> _Yapılacak işler_:
1. Ehl-i Beyt imamlarını konu alan sayfadan "Ehl-i Sünnetin Görüşleri" sözleriyle başlayıp "tanımayan küfre girmez." sözlerine kadar devam eden bölümü olduğu gibi yazın.
2. Kayıtların ilk satırından başlayıp "480,582,733,834" geçen satıra kadar olan satırları, iki uçtaki satırlar da dahil olmak üzere, Sıra ve Satır sütunlarıyla bir Markdown tablosu olarak verin. Boş satırları tabloya almayın.

> _Sayfa_:

——————

Ehl-i Beyt’in imamları kimlerdir?

Eskişehir’den Süleyman Akkın: Risalelerde “Ehl-i Beyt’in eimme-i isna aşer” 1 veya “Ehl-i Beyt’in on iki imamı” 2 olarak geçen imamlar kimlerdir?

İmamiye’nin Görüşleri

“Kendilerine on iki (isna aşere) adam velâyet ettiği müddetçe insanların işi devam edecektir.” 3 “İçlerinde on iki (isna aşere) halife geçmedikçe bu iş son bulmayacaktır.” 4 “Kıyamet kopuncaya kadar bu din ayakta kalacaktır. Üzerinize hepsi Kureyş’ten on iki halife (veya velî) gelecektir.” 5 Veya buna benzer metinlerle gelen hadis-i şerifler, farklı mezheplerce farklı yorumlanmıştır.

On iki imam Şîa’nın İsna Aşeriyye ve İmamiye de denilen Caferiyye Mezhebi’ne göre başta Hazret-i Ali (ra) olmak üzere oğulları ve torunlarından olan şu zatlardır: Hazret-i Hasan, Hazret-i Hüseyin, Ali bin Hüseyin, Muhammed Bakır, Cafer-i Sadık, Musa Kâzım, Ali Rıza, Muhammed Takî, Ali Nakî, Hasan Askerî ve Muhammed Mehdî’dir.

İmamiye Mezhebi’ne göre imamlara inanmak imanın şartlarındandır. İmamlar aynen peygamberler gibi masumdurlar. Günah işlemezler. Zulmetmezler. Onları imam tanımayan küfre girer. İmama karşı gelmek Allah’a ve Peygambere karşı gelmek gibidir.

Ehl-i Beyt’in kabul ettiği bu imamlar ile Ehl-i Sünnet arasında ihtilâf yoktur. Nitekim bahsettiğiniz gibi Bediüzzaman, bu zevat-ı kirama risalelerinde yer ve değer vermiştir. Hepsi takva sahibi ve ilim ehli zatlardır. Allah hepsinden razı olsun.

Ehl-i Sünnetin Görüşleri

Fakat Ehl-i Sünnet, İmamiye’nin imamet görüşlerini kabul etmiyor. Ehl-i Sünnet’e göre imamlara inanmak imanın şartlarından değildir. İmamlar masum değildirler, günah işleyebilirler. İmamı tanımayan küfre girmez.

——————

> _Veri satırları_:
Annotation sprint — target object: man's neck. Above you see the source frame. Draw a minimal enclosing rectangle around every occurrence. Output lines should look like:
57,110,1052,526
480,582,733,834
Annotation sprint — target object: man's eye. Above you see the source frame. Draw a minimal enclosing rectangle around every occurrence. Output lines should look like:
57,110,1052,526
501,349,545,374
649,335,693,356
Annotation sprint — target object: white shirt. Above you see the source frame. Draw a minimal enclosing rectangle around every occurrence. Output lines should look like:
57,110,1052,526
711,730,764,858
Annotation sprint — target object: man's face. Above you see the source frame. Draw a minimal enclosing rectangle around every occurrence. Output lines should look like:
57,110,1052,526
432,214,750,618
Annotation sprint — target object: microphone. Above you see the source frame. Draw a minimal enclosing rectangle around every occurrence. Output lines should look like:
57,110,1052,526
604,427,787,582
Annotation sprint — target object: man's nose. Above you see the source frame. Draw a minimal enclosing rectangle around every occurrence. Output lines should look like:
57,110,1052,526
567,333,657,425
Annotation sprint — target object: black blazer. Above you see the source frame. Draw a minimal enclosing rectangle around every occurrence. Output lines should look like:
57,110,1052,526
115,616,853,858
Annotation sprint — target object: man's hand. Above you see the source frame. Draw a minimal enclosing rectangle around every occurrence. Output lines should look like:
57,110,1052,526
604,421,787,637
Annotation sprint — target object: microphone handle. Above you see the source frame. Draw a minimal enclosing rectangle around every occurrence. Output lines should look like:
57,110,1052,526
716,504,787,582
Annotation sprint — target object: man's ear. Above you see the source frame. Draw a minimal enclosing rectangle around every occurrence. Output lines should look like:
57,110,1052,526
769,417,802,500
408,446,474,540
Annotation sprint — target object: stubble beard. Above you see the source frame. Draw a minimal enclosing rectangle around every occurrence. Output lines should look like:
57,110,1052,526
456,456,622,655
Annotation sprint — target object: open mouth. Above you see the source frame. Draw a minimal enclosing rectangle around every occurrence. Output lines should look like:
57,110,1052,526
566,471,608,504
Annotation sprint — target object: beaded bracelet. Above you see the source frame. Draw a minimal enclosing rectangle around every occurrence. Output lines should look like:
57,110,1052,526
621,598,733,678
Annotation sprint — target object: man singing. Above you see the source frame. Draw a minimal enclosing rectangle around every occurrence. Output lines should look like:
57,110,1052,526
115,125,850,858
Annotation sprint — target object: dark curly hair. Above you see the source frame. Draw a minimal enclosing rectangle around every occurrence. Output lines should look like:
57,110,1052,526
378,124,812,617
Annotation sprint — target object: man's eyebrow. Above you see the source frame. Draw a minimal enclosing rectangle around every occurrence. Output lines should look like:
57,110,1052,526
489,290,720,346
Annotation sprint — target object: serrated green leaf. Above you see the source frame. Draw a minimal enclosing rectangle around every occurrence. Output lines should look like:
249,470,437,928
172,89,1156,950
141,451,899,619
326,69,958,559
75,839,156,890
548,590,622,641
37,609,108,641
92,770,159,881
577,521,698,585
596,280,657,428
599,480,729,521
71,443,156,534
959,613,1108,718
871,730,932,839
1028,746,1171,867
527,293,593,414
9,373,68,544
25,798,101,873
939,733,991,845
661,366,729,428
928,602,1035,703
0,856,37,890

——————

> _Alıştırma cevapları_:
1.
Ehl-i Sünnetin Görüşleri

Fakat Ehl-i Sünnet, İmamiye’nin imamet görüşlerini kabul etmiyor. Ehl-i Sünnet’e göre imamlara inanmak imanın şartlarından değildir. İmamlar masum değildirler, günah işleyebilirler. İmamı tanımayan küfre girmez.

2.
| Sıra | Satır |
|---|---|
| 1 | Annotation sprint — target object: man's neck. Above you see the source frame. Draw a minimal enclosing rectangle around every occurrence. Output lines should look like: |
| 2 | 57,110,1052,526 |
| 3 | 480,582,733,834 |